▶ [Exercise instructions] Your answer must be an exact copy of the records below.
** Opening Task material block **
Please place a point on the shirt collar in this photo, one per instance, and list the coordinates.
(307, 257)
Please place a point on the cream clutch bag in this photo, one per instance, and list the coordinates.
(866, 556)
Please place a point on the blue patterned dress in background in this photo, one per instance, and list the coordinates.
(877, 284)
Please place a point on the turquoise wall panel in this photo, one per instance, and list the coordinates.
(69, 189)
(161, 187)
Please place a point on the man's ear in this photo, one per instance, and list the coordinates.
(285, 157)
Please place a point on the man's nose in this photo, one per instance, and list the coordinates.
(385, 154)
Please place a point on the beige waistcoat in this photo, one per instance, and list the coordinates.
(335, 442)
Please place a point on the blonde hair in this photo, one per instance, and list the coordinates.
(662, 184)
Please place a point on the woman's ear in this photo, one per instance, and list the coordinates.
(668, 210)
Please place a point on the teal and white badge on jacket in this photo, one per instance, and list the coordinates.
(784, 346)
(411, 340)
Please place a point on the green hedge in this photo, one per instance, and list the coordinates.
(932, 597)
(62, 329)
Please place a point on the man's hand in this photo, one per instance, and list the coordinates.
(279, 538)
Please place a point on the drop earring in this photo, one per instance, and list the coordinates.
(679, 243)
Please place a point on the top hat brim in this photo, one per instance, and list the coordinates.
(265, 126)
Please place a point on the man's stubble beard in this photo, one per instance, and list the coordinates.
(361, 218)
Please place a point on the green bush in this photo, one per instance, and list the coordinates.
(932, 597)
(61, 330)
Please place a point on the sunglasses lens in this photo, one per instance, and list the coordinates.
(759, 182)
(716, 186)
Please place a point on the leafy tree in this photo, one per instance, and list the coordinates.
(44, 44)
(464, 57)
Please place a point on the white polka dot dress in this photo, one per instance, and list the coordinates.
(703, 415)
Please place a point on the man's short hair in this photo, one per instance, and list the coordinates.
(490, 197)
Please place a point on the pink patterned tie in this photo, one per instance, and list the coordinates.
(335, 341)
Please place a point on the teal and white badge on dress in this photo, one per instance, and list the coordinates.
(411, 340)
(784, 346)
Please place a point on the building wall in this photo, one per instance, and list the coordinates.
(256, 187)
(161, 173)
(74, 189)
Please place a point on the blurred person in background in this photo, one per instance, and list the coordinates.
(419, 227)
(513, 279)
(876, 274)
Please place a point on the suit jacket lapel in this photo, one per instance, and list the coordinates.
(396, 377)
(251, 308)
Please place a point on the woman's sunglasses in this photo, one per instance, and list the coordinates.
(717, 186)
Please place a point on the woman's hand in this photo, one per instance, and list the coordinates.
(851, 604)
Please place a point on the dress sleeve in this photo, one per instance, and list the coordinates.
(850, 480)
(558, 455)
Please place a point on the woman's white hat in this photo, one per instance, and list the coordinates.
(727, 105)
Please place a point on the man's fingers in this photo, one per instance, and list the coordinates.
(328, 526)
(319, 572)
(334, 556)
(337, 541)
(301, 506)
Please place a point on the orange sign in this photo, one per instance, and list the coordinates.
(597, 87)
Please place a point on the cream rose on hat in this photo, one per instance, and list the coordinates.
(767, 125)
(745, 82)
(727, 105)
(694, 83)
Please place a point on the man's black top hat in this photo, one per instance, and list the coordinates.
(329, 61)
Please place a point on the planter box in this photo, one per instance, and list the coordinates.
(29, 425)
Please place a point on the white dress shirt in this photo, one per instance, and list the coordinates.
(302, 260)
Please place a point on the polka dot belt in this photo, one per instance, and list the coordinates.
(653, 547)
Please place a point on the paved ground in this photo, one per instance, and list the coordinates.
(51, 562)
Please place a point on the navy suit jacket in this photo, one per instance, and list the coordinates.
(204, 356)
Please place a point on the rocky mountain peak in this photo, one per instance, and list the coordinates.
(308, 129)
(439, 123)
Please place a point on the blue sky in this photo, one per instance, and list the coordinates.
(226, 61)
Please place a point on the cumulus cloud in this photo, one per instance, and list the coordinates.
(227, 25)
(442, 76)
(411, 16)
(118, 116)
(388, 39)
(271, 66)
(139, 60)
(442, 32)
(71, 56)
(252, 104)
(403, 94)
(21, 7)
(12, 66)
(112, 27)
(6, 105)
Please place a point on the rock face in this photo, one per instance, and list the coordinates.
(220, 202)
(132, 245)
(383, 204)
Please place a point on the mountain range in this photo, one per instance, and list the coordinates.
** Closing Task material block **
▶ [Exercise response]
Please place a point on the shirt collar in this photo, one per instance, and list the coordinates.
(307, 257)
Please place a point on the cream clutch bag in this photo, one per instance, and list the coordinates.
(866, 556)
Please place a point on the blue patterned dress in background in this photo, one per instance, and list the coordinates.
(877, 284)
Please place a point on the turquoise wall panel in this photo, one per instance, and list the coordinates.
(69, 189)
(161, 187)
Please place a point on the man's ear in this photo, one per instance, and list the coordinates.
(285, 157)
Please place a point on the man's nose in this photo, one per instance, and list the coordinates.
(385, 154)
Please place a point on the beige waistcoat in this photo, one per instance, and list the coordinates.
(335, 442)
Please place a point on the blonde hair in this photo, one per instance, and list the coordinates.
(662, 184)
Please place a point on the woman's ear in this photo, one per instance, and list the coordinates.
(668, 210)
Please place a point on the teal and white badge on jacket in this photo, one per instance, and list the coordinates.
(784, 346)
(411, 340)
Please place a point on the green hedge in this photo, one per instance, and list the coordinates.
(932, 597)
(62, 329)
Please place a point on the man's hand in this photo, one per instance, and list the coordinates.
(279, 538)
Please place a point on the drop earring in this photo, one per instance, and list the coordinates.
(679, 243)
Please place a point on the top hat brim in this photo, one per instance, and list the coordinates.
(265, 126)
Please place a point on the man's stubble beard in this photo, one per instance, and list the coordinates.
(361, 218)
Please place a point on the green bush in this photo, one per instance, and list the coordinates.
(932, 597)
(61, 330)
Please place a point on the sunglasses lens in this photo, one per instance, and list the coordinates.
(759, 182)
(716, 186)
Please place a point on the leafy tree in this photo, one per instance, and list the coordinates.
(44, 44)
(464, 57)
Please place a point on the white polka dot dress in this photo, one per instance, and list the coordinates.
(703, 415)
Please place a point on the man's short hair in this photo, one per instance, and list the coordinates.
(490, 197)
Please place a point on the pink patterned tie in this photo, one per instance, and list the coordinates.
(335, 341)
Please place a point on the teal and white badge on dress in this photo, one per instance, and list the coordinates.
(411, 340)
(784, 346)
Please place a point on the building wall in this photo, one per instance, and list the coordinates.
(256, 187)
(161, 173)
(74, 189)
Please place a point on the blurred person in background in this photo, one per instance, and list the coordinates.
(419, 227)
(513, 279)
(876, 274)
Please place a point on the suit jacket lapel in this photo, one per instance, and list the coordinates.
(396, 377)
(251, 308)
Please place a point on the woman's sunglasses in this photo, one per instance, and list the coordinates.
(717, 186)
Please place a point on the woman's hand in this photo, one per instance, and list the coordinates.
(851, 604)
Please place a point on the dress sleeve in this photo, one per instance, and list the coordinates.
(850, 480)
(558, 455)
Please place a point on the woman's white hat in this photo, one per instance, and list the coordinates.
(727, 105)
Please place a point on the man's fingers in this photo, one per instance, and list the coordinates.
(328, 526)
(319, 572)
(334, 556)
(337, 541)
(301, 506)
Please place a point on the orange sign in this photo, one per instance, and list the coordinates.
(597, 87)
Please place a point on the cream rose on hat in this photo, one per instance, and list the coordinates.
(767, 125)
(745, 82)
(727, 105)
(694, 83)
Please place a point on the man's black top hat in this photo, one per instance, and list the coordinates.
(329, 61)
Please place a point on the planter box in this photo, one per instance, and list the coordinates.
(29, 425)
Please place a point on the white dress shirt in this photo, one per instance, and list the coordinates.
(302, 260)
Please place a point on the polka dot belt in this photo, one per instance, and list the coordinates.
(653, 547)
Please place a point on the paved ground in this photo, one per instance, and list the coordinates.
(51, 562)
Please place a point on the navy suit jacket in this photo, one per instance, and list the coordinates.
(204, 356)
Please place a point on the rocky mountain peak in this photo, one per instance, and list the coordinates.
(308, 129)
(439, 123)
Please place a point on the blue sky in this photo, one per instance, and list the coordinates.
(226, 61)
Please place a point on the cumulus cloud in this photo, one per instance, and list the coordinates.
(227, 25)
(442, 76)
(411, 16)
(118, 116)
(388, 39)
(271, 66)
(139, 60)
(442, 32)
(71, 56)
(252, 104)
(403, 94)
(21, 7)
(12, 66)
(112, 27)
(6, 105)
Please place a point on the rock face in this photo, one per instance, and list the coordinates.
(220, 202)
(132, 245)
(383, 204)
Please place a point on the mountain range in this photo, one per instance, and list the coordinates.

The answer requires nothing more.